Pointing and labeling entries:
◆ ◆ ◆

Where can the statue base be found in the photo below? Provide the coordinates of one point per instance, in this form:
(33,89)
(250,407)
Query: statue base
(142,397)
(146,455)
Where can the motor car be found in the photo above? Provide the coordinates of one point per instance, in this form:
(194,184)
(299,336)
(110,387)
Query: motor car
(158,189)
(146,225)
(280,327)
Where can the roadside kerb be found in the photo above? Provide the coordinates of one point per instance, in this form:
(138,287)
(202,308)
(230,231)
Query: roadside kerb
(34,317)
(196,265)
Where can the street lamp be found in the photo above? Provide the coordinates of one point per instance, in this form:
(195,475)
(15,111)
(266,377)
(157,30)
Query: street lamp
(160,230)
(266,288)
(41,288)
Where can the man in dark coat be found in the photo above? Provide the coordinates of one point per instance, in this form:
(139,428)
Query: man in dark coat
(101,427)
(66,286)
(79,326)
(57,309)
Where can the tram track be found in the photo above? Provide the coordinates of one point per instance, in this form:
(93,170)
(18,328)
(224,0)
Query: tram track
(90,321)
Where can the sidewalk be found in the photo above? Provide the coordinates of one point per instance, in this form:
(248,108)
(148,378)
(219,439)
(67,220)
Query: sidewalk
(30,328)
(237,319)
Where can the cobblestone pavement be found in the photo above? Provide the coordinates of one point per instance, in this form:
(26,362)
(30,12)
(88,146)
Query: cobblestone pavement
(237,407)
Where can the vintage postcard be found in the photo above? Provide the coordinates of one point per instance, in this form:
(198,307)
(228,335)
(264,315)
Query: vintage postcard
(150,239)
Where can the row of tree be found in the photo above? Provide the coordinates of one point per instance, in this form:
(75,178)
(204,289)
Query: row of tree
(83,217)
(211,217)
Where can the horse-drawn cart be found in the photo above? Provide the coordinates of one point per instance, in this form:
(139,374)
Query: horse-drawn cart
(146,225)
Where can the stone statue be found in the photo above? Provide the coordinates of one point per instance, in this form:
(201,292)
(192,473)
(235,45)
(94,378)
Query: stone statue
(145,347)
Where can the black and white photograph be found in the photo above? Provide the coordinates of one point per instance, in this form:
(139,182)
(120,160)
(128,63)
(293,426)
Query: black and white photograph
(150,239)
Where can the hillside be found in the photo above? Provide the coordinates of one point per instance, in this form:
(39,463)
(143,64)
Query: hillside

◆ ◆ ◆

### Written problem
Reproduce word for word the lines from the one containing "Where can the hillside" through the last line above.

### Task answer
Where can the hillside be found in the photo above? Provide the coordinates of one point per instance, in this form:
(39,463)
(143,64)
Query: hillside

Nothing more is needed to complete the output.